▸ **Dataset excerpts**:
········

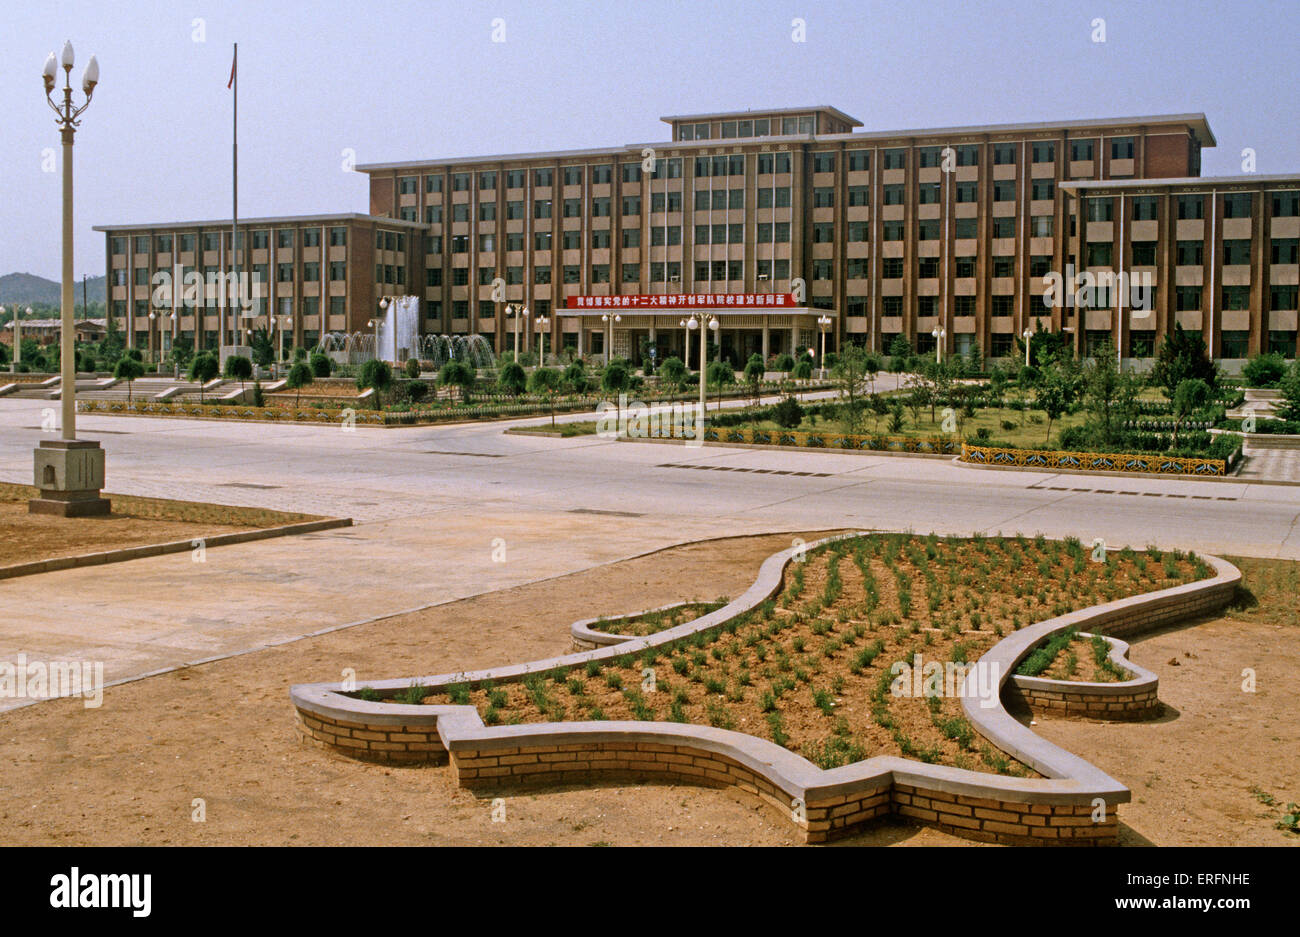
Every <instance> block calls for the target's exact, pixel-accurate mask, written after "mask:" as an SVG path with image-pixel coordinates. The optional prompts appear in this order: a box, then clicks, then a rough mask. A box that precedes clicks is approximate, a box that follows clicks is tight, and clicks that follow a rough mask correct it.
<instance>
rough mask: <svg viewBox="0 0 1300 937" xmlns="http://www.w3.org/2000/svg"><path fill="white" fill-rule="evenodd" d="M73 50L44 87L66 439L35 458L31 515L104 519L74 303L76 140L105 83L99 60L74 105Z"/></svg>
mask: <svg viewBox="0 0 1300 937" xmlns="http://www.w3.org/2000/svg"><path fill="white" fill-rule="evenodd" d="M73 64H74V56H73V44H72V43H70V42H66V43H64V49H62V53H61V55H59V56H56V55H55V53H53V52H51V53H49V57H48V58H45V66H44V69H43V70H42V81H43V82H44V86H45V101H47V103H48V104H49V109H51V110H53V112H55V114H56V123H57V126H59V130H60V138H61V140H62V144H64V168H62V169H64V173H62V174H64V179H62V182H64V185H62V200H64V218H62V222H64V224H62V237H64V244H62V247H64V257H62V260H64V264H62V290H61V294H62V295H61V307H62V309H61V316H60V320H61V334H60V347H59V369H60V373H61V376H62V379H61V389H60V398H61V402H62V437H61V438H60V439H43V441H42V442H40V444H39V446H38V447H36V450H35V452H34V464H32V468H34V476H35V483H36V487H39V489H40V496H39V498H34V499H31V502H30V503H29V506H27V509H29V511H30V512H31V513H47V515H57V516H60V517H92V516H103V515H107V513H109V512H110V511H112V504H110V503H109V502H108V500H105V499H104V498H100V491H103V489H104V450H101V448H100V446H99V443H98V442H91V441H90V439H78V438H77V326H75V324H74V321H73V320H74V300H73V138H74V135H75V134H77V127H78V125H79V123H81V121H79V120H78V118H79V117H81V114H82V112H83V110H86V108H88V107H90V100H91V97H92V96H94V94H95V86H96V84H98V83H99V60H96V58H95V56H91V57H90V62H87V65H86V71H85V74H83V75H82V94H83V95H85V97H86V99H85V101H83V103H82V104H81V105H79V107H78V105H77V104H74V103H73V84H72V74H73ZM60 65H61V66H62V69H64V88H62V101H59V100H57V97H59V94H57V91H56V84H57V78H59V68H60Z"/></svg>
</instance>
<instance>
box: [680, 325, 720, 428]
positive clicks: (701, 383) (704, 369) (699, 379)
mask: <svg viewBox="0 0 1300 937" xmlns="http://www.w3.org/2000/svg"><path fill="white" fill-rule="evenodd" d="M685 322H686V329H697V330H699V431H701V433H703V431H705V389H706V374H705V372H706V370H707V369H706V363H707V361H706V360H707V357H708V338H707V335H708V330H710V329H712V330H714V331H718V317H716V316H710V317H708V320H707V321H706V320H705V313H703V312H693V313H690V316H689V317H686V320H685ZM719 405H722V404H720V403H719Z"/></svg>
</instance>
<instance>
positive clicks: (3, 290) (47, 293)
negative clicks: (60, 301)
mask: <svg viewBox="0 0 1300 937" xmlns="http://www.w3.org/2000/svg"><path fill="white" fill-rule="evenodd" d="M86 298H87V299H88V300H90V302H91V303H103V302H104V277H90V278H87V279H86ZM75 302H77V304H78V305H81V302H82V283H81V281H79V279H78V281H77V295H75ZM4 303H42V304H45V305H59V283H56V282H55V281H52V279H45V278H44V277H38V276H36V274H34V273H8V274H5V276H3V277H0V304H4Z"/></svg>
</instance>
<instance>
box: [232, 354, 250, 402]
mask: <svg viewBox="0 0 1300 937" xmlns="http://www.w3.org/2000/svg"><path fill="white" fill-rule="evenodd" d="M251 377H252V361H250V360H248V359H247V357H244V356H243V355H231V356H230V357H227V359H226V378H229V379H231V381H238V382H239V394H240V396H242V395H243V389H244V386H243V382H244V381H247V379H248V378H251Z"/></svg>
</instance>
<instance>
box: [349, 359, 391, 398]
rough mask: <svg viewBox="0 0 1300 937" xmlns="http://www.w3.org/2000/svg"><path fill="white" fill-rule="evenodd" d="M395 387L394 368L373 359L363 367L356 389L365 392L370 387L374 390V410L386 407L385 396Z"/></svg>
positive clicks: (359, 377)
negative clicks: (394, 381)
mask: <svg viewBox="0 0 1300 937" xmlns="http://www.w3.org/2000/svg"><path fill="white" fill-rule="evenodd" d="M391 386H393V368H391V365H389V363H387V361H381V360H378V359H377V357H372V359H370V360H369V361H367V363H365V364H363V365H361V373H360V374H359V376H357V378H356V389H357V390H365V389H367V387H370V389H373V390H374V409H381V408H382V405H383V394H385V391H387V390H389V389H390V387H391Z"/></svg>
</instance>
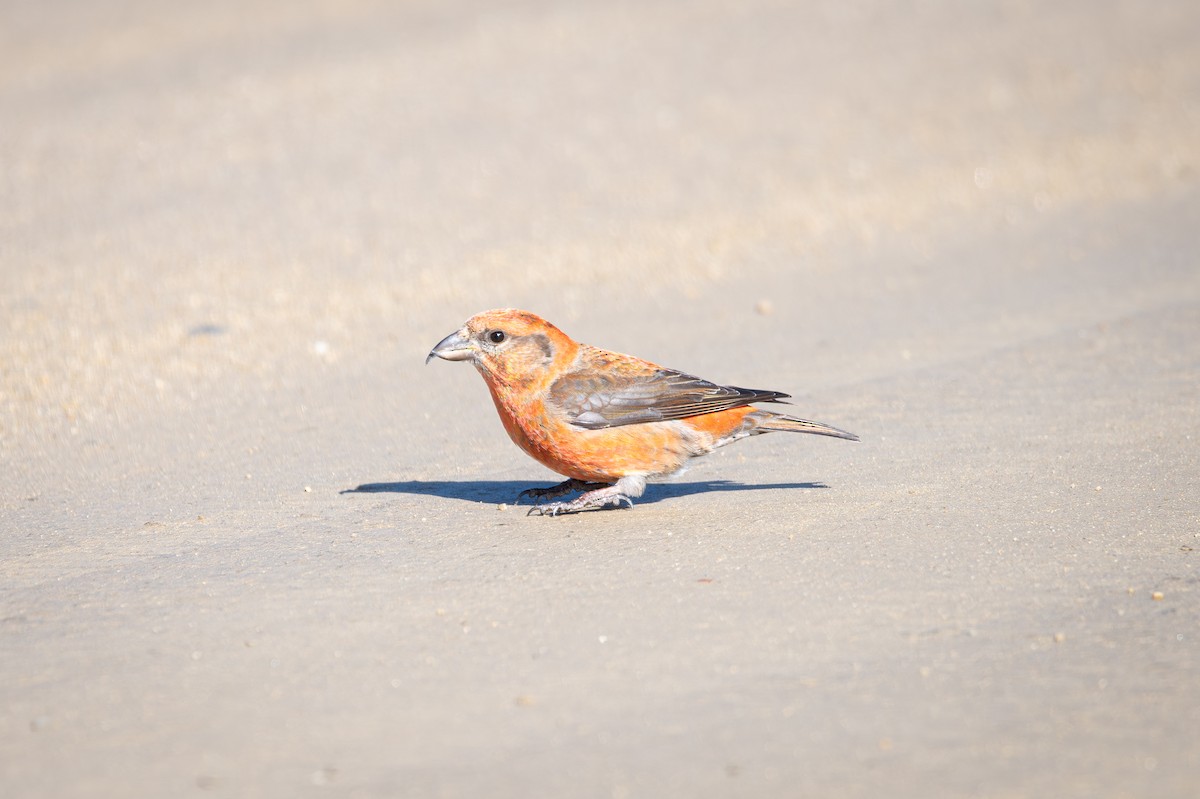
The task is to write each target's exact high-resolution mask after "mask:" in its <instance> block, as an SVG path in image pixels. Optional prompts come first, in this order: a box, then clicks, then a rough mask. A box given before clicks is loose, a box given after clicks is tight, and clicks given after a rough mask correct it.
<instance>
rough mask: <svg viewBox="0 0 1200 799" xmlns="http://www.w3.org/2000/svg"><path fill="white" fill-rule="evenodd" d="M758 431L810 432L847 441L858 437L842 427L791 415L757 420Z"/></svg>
mask: <svg viewBox="0 0 1200 799" xmlns="http://www.w3.org/2000/svg"><path fill="white" fill-rule="evenodd" d="M758 429H760V431H763V432H766V431H769V429H770V431H774V429H778V431H784V432H790V433H812V434H814V435H832V437H833V438H844V439H846V440H847V441H857V440H858V437H857V435H854V434H853V433H847V432H846V431H844V429H838V428H836V427H830V426H829V425H822V423H821V422H810V421H809V420H806V419H792V417H791V416H772V417H770V419H764V420H763V421H761V422H758Z"/></svg>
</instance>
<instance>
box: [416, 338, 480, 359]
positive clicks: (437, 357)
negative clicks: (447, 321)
mask: <svg viewBox="0 0 1200 799" xmlns="http://www.w3.org/2000/svg"><path fill="white" fill-rule="evenodd" d="M434 356H437V358H440V359H442V360H444V361H469V360H470V359H473V358H474V356H475V346H474V344H473V343H472V341H470V340H469V338H467V331H466V330H456V331H454V332H452V334H450V335H449V336H446V337H445V338H443V340H442V341H439V342H438V346H437V347H434V348H433V349H431V350H430V354H428V355H427V356H426V358H425V362H426V364H428V362H430V361H432V360H433V358H434Z"/></svg>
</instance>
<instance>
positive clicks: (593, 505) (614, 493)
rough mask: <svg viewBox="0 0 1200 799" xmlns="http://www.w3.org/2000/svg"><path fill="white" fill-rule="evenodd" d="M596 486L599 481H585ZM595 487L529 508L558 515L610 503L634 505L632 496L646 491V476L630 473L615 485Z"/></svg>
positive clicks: (573, 512)
mask: <svg viewBox="0 0 1200 799" xmlns="http://www.w3.org/2000/svg"><path fill="white" fill-rule="evenodd" d="M584 485H590V486H595V485H598V483H584ZM599 485H600V486H602V487H599V488H593V489H592V491H588V492H587V493H584V494H582V495H580V497H576V498H575V499H571V500H569V501H565V503H551V504H548V505H535V506H534V507H530V509H529V513H527V516H528V515H532V513H538V515H540V516H558V515H559V513H575V512H577V511H583V510H599V509H601V507H607V506H608V505H616V506H617V507H620V504H622V503H629V506H630V507H632V506H634V500H632V497H641V495H642V492H643V491H646V477H642V476H640V475H629V476H625V477H622V479H620V480H618V481H617V485H614V486H605V485H604V483H599ZM564 493H565V492H564Z"/></svg>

········

▸ **Job item**: Locate each line in the entries above that contains the string "negative" and copy it out in full.

▸ **Solution for this exercise**:
negative clicks: (60, 301)
negative clicks: (394, 381)
negative clicks: (447, 321)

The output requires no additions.